──────── Passage provided ────────

Re: Reg HDFS checksum

Posted by Thamizh <tc...@yahoo.co.in>.
Thanks of lot Josh.  

I have been given a .gz file and been told that it has been downloaded from HDFS.

When I tried to compute integrity of that file using "gzip -t", It ended up with "invalid compressed data--format violated" and even "gzip -d" also given the same result.

I am bit worried about Hadoop's CRC checking mechanism. So, I looking forward to implement external CRC checker for Hadoop.

Regards,

  Thamizhannal P

--- On Mon, 11/4/11, Josh Patterson <jo...@cloudera.com> wrote:

From: Josh Patterson <jo...@cloudera.com>
Subject: Re: Reg HDFS checksum
To: common-user@hadoop.apache.org
Cc: "Thamizh" <tc...@yahoo.co.in>
Date: Monday, 11 April, 2011, 7:53 PM

Thamizh,
For a much older project I wrote a demo tool that computed the hadoop
style checksum locally:

https://github.com/jpatanooga/IvoryMonkey

Checksum generator is a single threaded replica of Hadoop's internal
Distributed hash-checksum mechanic.

────────

→ Given request A
In the HDFS checksum thread, what error message did "gzip -t" produce on the .gz file?
→ Given request B
Which header field names appear in the quoted message of the HDFS checksum thread? List them all.
→ Given request C
Print the part of the HDFS checksum thread starting at "Thanks of lot" and ending at "the same result.".
You don't need the records.

──────── Record set ────────

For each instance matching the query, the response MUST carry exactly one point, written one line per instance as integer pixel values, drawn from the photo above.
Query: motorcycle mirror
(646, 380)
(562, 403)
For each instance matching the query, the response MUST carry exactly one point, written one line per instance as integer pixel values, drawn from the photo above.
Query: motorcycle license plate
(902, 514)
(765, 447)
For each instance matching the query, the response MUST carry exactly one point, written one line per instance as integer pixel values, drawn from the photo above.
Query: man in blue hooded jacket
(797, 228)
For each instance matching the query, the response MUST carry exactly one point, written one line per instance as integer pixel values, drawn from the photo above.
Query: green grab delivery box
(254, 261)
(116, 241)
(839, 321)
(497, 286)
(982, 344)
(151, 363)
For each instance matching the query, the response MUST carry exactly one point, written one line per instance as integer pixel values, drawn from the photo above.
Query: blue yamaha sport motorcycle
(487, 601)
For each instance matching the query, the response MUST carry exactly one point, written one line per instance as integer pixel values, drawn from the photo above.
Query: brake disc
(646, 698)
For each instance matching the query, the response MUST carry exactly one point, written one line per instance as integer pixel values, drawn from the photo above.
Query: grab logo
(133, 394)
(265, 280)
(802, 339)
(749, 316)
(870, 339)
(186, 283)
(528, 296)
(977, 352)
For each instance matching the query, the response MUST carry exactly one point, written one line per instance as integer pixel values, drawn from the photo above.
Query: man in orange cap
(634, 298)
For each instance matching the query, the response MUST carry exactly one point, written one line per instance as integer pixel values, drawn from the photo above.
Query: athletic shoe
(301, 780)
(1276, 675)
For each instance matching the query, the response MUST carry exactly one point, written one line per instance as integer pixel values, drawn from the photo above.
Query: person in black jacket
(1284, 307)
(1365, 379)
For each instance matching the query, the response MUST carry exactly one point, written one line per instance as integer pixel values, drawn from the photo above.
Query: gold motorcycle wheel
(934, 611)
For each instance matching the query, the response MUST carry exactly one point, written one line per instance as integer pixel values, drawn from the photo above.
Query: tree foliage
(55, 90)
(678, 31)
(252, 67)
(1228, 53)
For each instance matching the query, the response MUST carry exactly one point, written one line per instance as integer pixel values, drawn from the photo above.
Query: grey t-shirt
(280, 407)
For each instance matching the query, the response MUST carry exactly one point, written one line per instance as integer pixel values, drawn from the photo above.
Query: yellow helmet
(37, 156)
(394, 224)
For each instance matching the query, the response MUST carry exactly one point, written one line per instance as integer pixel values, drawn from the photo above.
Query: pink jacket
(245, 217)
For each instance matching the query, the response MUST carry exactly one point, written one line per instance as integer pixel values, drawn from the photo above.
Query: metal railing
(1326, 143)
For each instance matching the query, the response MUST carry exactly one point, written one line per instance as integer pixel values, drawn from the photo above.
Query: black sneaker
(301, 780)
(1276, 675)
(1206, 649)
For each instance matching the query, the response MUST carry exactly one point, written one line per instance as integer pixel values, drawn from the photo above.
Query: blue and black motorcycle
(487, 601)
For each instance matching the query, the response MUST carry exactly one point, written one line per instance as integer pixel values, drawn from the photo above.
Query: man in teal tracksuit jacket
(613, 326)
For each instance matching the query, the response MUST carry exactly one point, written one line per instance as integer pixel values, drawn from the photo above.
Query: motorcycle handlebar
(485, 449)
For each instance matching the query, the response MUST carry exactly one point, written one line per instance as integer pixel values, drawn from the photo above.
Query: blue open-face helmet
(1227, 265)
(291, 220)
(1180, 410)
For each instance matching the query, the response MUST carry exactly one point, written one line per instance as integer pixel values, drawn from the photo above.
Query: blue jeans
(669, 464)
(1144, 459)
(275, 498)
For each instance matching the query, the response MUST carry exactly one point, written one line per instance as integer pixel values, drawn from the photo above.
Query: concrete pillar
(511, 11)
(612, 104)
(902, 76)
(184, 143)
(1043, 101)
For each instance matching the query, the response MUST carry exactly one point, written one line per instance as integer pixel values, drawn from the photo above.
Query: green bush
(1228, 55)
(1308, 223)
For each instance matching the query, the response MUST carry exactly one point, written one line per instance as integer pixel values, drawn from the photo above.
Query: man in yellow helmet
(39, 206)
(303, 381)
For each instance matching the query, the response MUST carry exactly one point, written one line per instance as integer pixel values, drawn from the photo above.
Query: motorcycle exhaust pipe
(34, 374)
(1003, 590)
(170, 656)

────────

→ Task answer A
"invalid compressed data--format violated"

→ Task answer B
From, Subject, To, Cc, Date

→ Task answer C
Thanks of lot Josh.  

I have been given a .gz file and been told that it has been downloaded from HDFS.

When I tried to compute integrity of that file using "gzip -t", It ended up with "invalid compressed data--format violated" and even "gzip -d" also given the same result.